(Natural-language object grounding data)
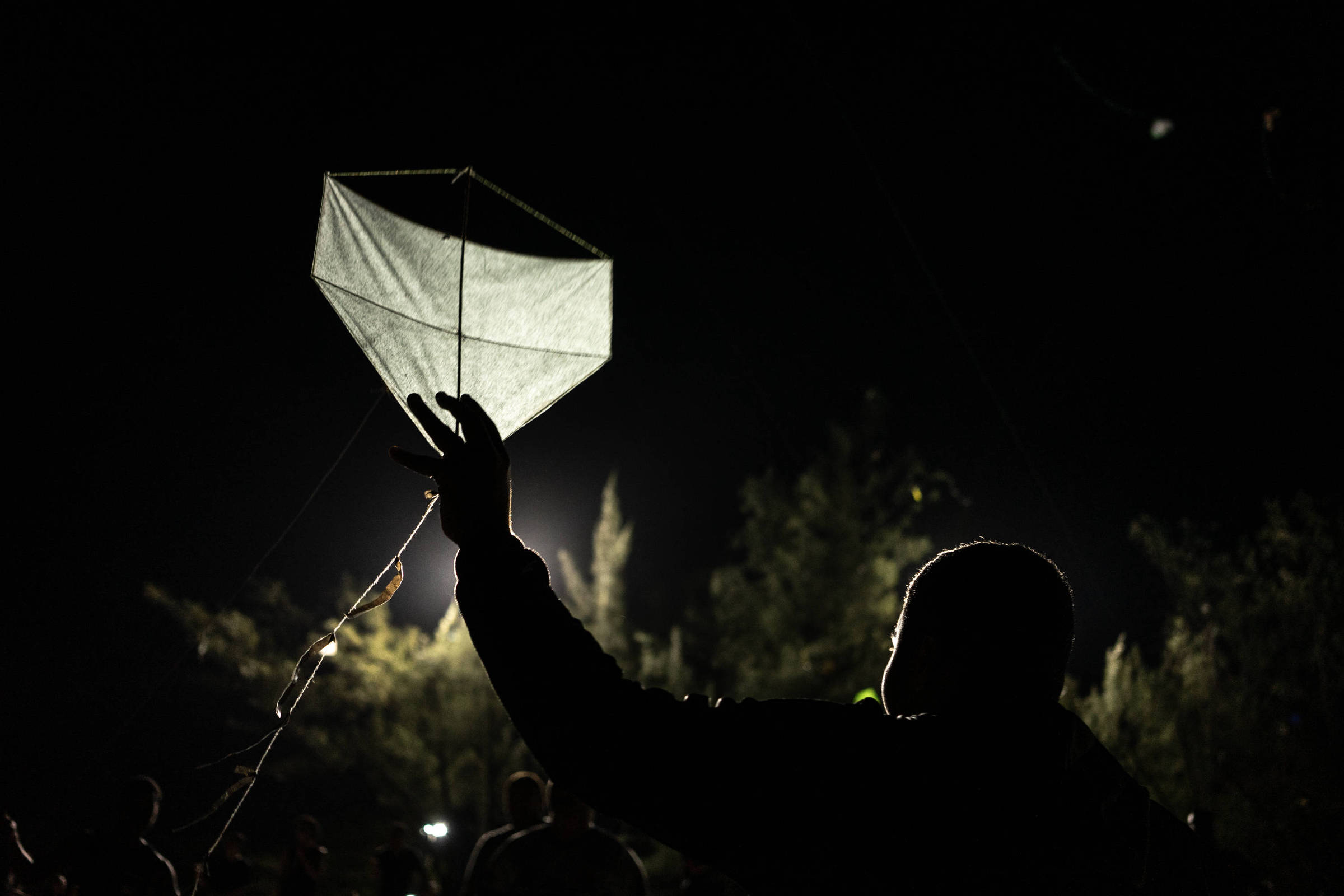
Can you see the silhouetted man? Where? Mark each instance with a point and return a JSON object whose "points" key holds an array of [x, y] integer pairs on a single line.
{"points": [[525, 800], [397, 866], [968, 778], [569, 856], [119, 860], [303, 864], [230, 871]]}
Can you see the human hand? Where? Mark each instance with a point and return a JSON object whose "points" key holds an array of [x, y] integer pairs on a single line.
{"points": [[474, 476]]}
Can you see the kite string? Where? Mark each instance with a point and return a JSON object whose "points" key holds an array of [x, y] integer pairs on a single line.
{"points": [[312, 675], [461, 287], [226, 605]]}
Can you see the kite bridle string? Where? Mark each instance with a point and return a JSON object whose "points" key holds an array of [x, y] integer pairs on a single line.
{"points": [[312, 675]]}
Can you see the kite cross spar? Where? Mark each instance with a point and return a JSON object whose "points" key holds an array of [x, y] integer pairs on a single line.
{"points": [[514, 331]]}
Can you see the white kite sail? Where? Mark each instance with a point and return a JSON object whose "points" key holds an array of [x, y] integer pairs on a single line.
{"points": [[531, 328]]}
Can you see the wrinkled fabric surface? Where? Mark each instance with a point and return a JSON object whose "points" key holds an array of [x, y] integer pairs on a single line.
{"points": [[814, 797], [533, 328]]}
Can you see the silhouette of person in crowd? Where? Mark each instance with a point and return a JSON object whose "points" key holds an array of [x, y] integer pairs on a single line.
{"points": [[230, 871], [525, 800], [301, 867], [18, 864], [397, 867], [968, 777], [568, 856], [118, 860]]}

*EXERCISE REQUIREMENTS*.
Transcribe all of the records exactly, without reproducing their pictures.

*RESULT OF THE EXERCISE*.
Can you see the silhouetted man? Where? Mark each instance with a point and return a JSON object whose "points" key holds an array of [x, y] integer pairs on a single line.
{"points": [[525, 800], [397, 866], [968, 778], [569, 856], [119, 860], [303, 864], [230, 871]]}
Can you see the human hand? Where? Mark each instance with a point and return a JSON object whose "points" key holds an array of [x, y] integer pairs on a single line.
{"points": [[474, 476]]}
Can you see the kite string? Where? Mark each instance with a point and return a JSON object whose "points" key holds an array of [x, y] integer pairs on a single line.
{"points": [[312, 675], [461, 287], [226, 605]]}
Can you see the kite bridle string? Where? Mark each instance with a point and return a JSON object whose "points" key holds an array of [x, y] integer pairs on a single line.
{"points": [[312, 675]]}
Can you see the kite cross spar? Where? Mark each instance with a point and return a JSON object whose "points" key holds an array of [x, y] integer pairs on a single line.
{"points": [[514, 331]]}
Can you see the white kite sail? Where? Mark each instance with a point and return a JSON object whose "points" key holds an array of [x, y] integer pairs on a single line.
{"points": [[531, 328]]}
Can you see the wrinkled fabric surface? Where? Mark each instance with a point and return a JSON object whose "points" key holds an array of [x, y] integer pairs on a single line.
{"points": [[814, 797], [533, 328]]}
Can you see the silhouette of person in crowd? Where? Mark each instance with a point and return a JSON object whose "points" key holds an array of [x, y] integer pairs on a single line.
{"points": [[230, 871], [525, 800], [301, 867], [18, 864], [397, 867], [968, 777], [568, 856], [118, 860]]}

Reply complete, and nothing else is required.